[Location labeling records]
— Start —

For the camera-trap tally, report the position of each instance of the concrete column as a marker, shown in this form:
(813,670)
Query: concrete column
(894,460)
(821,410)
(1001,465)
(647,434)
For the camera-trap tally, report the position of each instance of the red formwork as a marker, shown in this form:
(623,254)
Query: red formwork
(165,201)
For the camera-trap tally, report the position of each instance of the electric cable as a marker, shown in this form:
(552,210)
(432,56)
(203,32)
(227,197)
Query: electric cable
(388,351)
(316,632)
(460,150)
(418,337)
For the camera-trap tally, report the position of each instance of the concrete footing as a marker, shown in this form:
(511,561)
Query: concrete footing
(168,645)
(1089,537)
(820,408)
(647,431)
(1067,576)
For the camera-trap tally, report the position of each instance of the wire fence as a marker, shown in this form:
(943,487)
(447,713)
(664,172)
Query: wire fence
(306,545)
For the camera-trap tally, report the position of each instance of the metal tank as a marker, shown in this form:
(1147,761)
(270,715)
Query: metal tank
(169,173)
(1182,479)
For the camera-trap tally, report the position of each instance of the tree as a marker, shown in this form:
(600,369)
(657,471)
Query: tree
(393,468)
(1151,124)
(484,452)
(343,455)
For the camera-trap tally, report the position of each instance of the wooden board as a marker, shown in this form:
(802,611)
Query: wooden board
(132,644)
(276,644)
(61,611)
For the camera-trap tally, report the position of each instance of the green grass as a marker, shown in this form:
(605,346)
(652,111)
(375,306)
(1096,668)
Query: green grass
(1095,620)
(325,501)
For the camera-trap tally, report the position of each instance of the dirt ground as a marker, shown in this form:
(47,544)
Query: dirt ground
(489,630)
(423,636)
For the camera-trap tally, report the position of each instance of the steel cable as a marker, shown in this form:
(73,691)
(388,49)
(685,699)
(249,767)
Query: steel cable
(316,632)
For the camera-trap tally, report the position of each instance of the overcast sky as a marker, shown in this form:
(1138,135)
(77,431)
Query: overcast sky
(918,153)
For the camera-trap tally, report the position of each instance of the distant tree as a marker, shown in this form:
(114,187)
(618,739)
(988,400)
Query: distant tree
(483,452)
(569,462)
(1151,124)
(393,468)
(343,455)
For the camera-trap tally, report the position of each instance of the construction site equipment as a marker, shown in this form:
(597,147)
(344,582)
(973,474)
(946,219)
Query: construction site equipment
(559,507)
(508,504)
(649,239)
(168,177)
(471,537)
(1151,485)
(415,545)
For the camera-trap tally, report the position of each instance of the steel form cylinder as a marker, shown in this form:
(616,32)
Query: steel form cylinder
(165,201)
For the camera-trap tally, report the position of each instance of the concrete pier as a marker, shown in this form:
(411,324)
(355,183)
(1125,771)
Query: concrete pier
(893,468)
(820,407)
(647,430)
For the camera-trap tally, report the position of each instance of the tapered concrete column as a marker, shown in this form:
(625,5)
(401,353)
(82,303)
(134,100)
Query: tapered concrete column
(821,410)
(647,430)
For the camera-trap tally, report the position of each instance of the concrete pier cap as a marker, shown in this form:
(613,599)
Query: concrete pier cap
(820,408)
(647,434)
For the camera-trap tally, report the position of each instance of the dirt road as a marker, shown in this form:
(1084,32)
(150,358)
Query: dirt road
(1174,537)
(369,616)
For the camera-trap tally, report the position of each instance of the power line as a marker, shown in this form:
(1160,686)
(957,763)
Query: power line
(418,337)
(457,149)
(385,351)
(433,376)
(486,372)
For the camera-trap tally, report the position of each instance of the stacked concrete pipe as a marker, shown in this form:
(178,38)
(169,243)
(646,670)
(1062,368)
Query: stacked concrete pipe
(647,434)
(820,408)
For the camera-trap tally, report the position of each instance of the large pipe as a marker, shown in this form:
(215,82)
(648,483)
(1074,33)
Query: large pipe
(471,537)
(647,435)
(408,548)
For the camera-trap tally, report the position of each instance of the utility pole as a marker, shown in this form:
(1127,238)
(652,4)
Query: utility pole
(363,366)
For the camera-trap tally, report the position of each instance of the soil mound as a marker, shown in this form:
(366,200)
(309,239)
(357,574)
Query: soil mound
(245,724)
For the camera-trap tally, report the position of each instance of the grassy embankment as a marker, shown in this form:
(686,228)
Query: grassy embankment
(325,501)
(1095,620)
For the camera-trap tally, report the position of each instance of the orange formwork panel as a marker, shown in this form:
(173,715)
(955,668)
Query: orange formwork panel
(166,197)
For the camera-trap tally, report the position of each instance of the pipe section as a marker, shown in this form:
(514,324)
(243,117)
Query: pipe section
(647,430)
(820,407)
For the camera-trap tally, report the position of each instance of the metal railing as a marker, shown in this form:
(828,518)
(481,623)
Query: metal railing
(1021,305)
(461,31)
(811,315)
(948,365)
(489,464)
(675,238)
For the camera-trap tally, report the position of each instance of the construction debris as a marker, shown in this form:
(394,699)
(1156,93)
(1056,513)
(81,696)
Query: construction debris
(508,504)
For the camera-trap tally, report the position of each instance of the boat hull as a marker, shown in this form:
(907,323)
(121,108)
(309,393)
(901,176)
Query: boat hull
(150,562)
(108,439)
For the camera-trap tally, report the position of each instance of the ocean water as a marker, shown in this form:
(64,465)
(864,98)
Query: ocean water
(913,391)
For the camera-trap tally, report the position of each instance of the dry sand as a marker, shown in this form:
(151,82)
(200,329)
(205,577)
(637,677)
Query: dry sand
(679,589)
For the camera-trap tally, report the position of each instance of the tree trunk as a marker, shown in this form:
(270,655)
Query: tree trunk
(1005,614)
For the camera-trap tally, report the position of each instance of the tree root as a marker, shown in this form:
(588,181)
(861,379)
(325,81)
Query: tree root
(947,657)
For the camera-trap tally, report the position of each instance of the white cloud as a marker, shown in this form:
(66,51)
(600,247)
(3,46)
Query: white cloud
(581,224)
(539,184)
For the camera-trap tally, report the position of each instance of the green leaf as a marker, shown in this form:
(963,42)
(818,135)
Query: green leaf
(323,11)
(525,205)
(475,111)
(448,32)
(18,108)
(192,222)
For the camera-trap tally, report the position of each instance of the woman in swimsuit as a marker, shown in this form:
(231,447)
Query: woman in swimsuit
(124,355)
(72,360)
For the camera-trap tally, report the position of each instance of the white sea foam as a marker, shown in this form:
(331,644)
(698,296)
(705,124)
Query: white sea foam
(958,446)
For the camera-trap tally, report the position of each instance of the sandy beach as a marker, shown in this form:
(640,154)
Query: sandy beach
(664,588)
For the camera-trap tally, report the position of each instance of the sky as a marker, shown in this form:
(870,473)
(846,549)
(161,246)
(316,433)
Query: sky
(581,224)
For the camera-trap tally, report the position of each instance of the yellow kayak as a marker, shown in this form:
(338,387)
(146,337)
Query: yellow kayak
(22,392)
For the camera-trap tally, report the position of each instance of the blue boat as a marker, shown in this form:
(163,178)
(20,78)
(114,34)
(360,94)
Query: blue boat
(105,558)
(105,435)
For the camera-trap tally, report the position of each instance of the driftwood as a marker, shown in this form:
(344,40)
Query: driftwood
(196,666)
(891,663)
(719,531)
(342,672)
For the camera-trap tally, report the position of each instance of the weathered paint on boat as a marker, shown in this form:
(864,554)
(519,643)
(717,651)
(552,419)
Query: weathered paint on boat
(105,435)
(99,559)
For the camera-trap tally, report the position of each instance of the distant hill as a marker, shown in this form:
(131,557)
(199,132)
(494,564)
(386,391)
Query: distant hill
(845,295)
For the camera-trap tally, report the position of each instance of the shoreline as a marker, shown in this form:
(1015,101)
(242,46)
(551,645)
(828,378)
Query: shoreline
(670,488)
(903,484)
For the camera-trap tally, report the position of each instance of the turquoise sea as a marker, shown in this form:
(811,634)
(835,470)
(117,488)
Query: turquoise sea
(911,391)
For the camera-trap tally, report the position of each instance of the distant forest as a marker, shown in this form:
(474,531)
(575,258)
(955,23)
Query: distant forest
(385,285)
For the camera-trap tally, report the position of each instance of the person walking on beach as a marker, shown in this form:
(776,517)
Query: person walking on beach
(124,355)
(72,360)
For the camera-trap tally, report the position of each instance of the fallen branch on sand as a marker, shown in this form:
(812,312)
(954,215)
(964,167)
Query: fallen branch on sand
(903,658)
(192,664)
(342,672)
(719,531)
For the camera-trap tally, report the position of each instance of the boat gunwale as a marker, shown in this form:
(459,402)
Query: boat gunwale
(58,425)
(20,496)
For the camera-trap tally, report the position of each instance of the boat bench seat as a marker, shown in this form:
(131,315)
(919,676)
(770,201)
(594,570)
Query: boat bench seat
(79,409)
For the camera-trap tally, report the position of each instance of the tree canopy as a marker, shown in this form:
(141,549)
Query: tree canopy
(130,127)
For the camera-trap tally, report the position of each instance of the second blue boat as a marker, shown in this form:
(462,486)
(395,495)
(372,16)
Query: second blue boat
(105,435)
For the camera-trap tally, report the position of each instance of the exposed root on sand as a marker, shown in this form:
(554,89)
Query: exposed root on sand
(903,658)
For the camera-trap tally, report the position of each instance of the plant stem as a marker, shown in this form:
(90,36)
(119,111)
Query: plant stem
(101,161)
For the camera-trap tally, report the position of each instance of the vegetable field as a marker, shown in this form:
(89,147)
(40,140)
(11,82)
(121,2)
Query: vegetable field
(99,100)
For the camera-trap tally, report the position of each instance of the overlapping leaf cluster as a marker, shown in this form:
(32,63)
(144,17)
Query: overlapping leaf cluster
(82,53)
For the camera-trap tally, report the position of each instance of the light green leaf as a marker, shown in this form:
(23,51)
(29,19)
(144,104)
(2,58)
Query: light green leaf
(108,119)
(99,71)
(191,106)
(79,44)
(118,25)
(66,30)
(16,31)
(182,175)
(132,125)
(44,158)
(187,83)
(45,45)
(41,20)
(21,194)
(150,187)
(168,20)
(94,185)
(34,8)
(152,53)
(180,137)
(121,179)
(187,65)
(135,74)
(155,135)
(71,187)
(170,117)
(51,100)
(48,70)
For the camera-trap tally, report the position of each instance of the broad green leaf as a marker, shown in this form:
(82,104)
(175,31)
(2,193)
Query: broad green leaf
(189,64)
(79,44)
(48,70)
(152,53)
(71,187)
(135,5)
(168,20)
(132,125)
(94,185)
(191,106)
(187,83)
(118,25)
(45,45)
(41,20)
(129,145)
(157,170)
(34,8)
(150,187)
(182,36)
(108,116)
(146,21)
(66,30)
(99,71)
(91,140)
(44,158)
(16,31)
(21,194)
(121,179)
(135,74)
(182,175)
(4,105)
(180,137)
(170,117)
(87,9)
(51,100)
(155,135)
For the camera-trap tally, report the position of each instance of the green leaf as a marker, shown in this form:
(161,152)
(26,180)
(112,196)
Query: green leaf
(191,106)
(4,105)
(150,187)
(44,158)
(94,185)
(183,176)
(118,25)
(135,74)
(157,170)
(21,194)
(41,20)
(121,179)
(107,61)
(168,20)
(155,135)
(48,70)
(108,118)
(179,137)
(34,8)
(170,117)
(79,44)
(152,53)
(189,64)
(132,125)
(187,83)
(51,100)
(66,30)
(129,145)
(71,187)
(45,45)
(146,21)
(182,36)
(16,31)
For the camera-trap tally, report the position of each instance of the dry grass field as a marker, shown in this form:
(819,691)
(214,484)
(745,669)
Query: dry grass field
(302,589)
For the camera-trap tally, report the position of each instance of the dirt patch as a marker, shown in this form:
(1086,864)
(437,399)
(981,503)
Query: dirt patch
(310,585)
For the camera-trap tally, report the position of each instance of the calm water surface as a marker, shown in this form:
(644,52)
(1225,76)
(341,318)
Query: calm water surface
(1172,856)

— End —

THE TASK: Return the stretch from the line containing "of the calm" through the end of the entries, copied word for word with both ends included.

TASK SOLUTION:
For the camera-trap tally, report the position of each instance of the calm water surface as a marker, shown in this form:
(644,52)
(1225,76)
(341,318)
Query: calm water surface
(1172,856)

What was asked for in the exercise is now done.